WHAT TO DO:
Pick out each line in the rows below that contains the word "water", and copy those lines unchanged.

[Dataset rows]
----------------------------------------
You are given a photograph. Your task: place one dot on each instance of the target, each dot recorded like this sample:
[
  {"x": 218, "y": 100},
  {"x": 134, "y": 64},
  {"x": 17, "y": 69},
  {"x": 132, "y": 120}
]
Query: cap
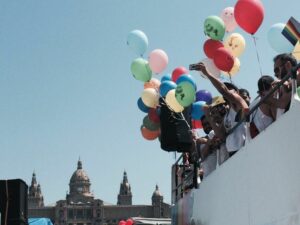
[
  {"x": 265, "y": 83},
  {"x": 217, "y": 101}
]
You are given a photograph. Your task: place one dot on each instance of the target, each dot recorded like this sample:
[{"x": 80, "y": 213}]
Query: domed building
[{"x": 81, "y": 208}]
----------------------------------------
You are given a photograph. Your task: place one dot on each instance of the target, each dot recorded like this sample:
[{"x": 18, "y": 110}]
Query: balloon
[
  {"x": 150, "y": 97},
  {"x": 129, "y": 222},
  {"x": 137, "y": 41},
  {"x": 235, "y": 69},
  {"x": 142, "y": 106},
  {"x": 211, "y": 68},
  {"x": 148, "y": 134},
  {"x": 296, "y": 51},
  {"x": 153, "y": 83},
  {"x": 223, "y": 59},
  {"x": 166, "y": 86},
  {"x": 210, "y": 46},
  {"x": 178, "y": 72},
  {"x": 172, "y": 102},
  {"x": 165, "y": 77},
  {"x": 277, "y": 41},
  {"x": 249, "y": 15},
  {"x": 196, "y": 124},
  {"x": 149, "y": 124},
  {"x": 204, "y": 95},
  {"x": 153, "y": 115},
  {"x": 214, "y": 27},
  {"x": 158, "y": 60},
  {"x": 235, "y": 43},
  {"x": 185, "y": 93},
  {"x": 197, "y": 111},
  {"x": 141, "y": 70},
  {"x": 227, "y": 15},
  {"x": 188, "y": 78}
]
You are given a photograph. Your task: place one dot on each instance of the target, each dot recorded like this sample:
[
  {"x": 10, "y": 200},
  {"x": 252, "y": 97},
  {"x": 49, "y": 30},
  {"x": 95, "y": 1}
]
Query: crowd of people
----------------------------------------
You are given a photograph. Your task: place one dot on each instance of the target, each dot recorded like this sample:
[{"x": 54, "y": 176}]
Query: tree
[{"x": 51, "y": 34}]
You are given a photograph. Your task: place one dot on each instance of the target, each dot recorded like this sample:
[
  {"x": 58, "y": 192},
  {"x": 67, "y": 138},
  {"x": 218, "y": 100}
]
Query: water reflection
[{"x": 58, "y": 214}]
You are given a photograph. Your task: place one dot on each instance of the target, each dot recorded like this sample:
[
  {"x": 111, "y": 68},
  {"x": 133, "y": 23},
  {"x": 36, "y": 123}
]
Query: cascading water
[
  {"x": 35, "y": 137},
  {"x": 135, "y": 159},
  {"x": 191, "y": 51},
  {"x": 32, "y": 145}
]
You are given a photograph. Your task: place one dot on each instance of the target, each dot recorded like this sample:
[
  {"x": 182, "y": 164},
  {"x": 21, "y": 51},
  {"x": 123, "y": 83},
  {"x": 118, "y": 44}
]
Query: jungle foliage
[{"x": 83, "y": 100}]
----------------------------------------
OUTPUT OF THE TASK:
Query: water reflection
Query: cascading water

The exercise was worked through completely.